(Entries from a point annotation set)
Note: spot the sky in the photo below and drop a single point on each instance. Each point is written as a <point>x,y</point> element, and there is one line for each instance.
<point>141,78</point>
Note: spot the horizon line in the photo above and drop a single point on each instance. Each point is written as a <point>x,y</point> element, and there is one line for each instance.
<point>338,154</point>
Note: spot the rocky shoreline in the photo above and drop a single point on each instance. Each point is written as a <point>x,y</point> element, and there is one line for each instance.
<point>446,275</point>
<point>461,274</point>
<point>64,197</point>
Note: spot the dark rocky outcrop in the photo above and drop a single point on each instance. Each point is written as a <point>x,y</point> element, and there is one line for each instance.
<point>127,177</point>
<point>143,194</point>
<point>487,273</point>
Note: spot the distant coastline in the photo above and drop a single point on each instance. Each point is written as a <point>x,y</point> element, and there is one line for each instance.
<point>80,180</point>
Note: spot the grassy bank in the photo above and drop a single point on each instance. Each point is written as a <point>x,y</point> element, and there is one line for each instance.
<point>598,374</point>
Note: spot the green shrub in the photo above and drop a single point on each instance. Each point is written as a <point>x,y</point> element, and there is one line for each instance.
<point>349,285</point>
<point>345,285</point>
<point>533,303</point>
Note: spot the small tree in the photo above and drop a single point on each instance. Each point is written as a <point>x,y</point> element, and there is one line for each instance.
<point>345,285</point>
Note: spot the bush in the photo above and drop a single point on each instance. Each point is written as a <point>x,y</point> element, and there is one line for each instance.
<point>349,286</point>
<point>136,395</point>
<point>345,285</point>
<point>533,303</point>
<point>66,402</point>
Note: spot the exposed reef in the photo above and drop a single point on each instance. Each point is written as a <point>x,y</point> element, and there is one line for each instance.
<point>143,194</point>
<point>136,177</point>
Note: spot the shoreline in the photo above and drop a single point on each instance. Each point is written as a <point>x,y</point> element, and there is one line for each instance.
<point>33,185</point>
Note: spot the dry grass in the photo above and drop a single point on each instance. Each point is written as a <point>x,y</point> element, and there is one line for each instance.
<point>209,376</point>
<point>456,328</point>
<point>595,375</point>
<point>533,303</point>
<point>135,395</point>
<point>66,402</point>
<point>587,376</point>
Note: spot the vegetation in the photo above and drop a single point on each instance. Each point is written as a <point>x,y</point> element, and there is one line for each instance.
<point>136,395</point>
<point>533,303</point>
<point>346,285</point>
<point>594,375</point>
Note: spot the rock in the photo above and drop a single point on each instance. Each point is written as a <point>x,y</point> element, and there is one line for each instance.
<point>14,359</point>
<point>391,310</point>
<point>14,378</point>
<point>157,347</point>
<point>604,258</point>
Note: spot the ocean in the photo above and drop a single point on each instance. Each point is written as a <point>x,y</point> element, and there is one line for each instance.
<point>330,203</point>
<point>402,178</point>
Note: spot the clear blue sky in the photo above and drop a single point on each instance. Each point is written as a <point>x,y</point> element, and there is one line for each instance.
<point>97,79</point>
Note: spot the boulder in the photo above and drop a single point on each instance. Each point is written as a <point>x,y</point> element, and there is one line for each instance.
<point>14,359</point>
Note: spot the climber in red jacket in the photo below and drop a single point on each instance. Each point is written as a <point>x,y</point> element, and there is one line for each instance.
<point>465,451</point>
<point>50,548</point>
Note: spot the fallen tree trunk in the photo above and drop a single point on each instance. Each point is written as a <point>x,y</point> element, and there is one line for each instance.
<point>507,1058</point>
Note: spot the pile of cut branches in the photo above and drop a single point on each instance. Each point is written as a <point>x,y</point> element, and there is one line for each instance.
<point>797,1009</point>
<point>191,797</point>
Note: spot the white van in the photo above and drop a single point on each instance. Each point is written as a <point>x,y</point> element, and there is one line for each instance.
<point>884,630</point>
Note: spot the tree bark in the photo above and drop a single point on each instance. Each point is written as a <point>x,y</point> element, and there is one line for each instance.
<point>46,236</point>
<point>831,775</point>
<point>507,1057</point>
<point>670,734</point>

## EXERCISE BRIEF:
Return exactly the lines from the one containing "Note: spot the fallen" to the last line of the data, and nothing more.

## RESPONSE:
Note: spot the fallen tree trunk in the photo above and drop a single point on each instance. Each point is written as a <point>x,y</point> element, and there is one line for each instance.
<point>507,1058</point>
Note: spot the pile of cut branches in the photo above and drop a single point on each instance. Each point is written as a <point>x,y</point> element, and there is one line for each instance.
<point>797,1009</point>
<point>191,797</point>
Note: spot the white van in the photo above and drop a single point on each instance. Each point is written as a <point>x,y</point> element, and there is one line for each instance.
<point>884,630</point>
Note: spot the tree bark in the photo above and drop a single point on each instance. Each point is written as a <point>x,y</point> element, and there is one line for each instance.
<point>46,236</point>
<point>831,775</point>
<point>507,1057</point>
<point>670,734</point>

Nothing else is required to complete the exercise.